### [About this task]
Each of the entries below should be written out exactly as it reads.
○ ○ ○ ○ ○ ○ ○
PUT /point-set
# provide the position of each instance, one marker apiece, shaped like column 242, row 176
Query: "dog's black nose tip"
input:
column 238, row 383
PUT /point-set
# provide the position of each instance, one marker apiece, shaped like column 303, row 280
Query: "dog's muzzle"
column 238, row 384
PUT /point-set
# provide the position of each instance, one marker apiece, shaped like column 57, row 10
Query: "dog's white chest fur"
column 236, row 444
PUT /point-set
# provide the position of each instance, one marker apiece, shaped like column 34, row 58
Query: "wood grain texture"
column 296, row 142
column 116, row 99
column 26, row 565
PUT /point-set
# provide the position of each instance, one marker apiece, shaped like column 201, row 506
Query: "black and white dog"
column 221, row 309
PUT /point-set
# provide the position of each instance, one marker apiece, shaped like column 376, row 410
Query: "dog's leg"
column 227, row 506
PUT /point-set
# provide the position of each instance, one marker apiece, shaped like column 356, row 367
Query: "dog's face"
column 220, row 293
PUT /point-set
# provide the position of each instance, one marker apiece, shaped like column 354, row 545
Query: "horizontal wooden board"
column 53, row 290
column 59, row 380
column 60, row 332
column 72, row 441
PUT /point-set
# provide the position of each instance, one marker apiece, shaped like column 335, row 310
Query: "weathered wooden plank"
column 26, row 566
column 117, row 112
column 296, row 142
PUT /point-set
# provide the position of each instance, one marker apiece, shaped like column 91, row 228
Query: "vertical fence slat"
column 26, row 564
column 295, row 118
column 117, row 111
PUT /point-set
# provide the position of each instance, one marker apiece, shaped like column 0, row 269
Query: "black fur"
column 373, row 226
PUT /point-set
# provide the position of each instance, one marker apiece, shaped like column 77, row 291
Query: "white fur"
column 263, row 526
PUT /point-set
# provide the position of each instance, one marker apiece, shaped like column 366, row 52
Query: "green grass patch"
○ ○ ○ ○ ○ ○ ○
### [Exercise output]
PUT /point-set
# provide the position of each instance, one marker apiece, shaped like column 242, row 176
Query: "dog's black nose tip"
input:
column 238, row 383
PUT /point-set
# provide the position of each instance, one marker apiece, shaped like column 303, row 280
Query: "dog's muzzle"
column 238, row 384
PUT /point-set
# provide the position of each instance, one marker apiece, shaped like column 57, row 10
Query: "dog's white chest fur"
column 236, row 444
PUT /point-set
# provide the position of each instance, one marker apiece, shaped like column 34, row 58
Query: "wood grain texture"
column 296, row 142
column 116, row 99
column 26, row 565
PUT /point-set
# provide the position of each instance, one marker apiece, shaped like column 201, row 506
Query: "black and white dog"
column 221, row 309
PUT /point-set
# provide the position of each instance, one marker apiece, shaped like column 376, row 410
Query: "dog's leg"
column 227, row 506
PUT /point-set
# provide the position of each instance, one marker apiece, shaped like column 356, row 367
Query: "dog's face"
column 220, row 293
PUT /point-set
# provide the position of each instance, one marker apiece, shaped like column 354, row 545
Query: "horizontal wooden board"
column 53, row 290
column 59, row 380
column 60, row 332
column 72, row 441
PUT /point-set
# provide the position of each instance, one marker apiece, shaped like column 335, row 310
Query: "weathered wooden plank"
column 26, row 566
column 117, row 112
column 296, row 142
PUT /point-set
# provide the position of each instance, one marker apiece, shaped like column 91, row 228
Query: "vertical fence slat"
column 26, row 564
column 295, row 118
column 117, row 111
PUT /point-set
# provide the position of each instance, one marker apiece, shaped like column 0, row 269
Query: "black fur"
column 373, row 226
PUT /point-set
# provide the position of each instance, one marker apiece, shaped like column 77, row 291
Query: "white fur"
column 263, row 526
PUT /point-set
# provide the position of each instance, one marker apiece, shaped like column 366, row 52
Query: "green grass patch"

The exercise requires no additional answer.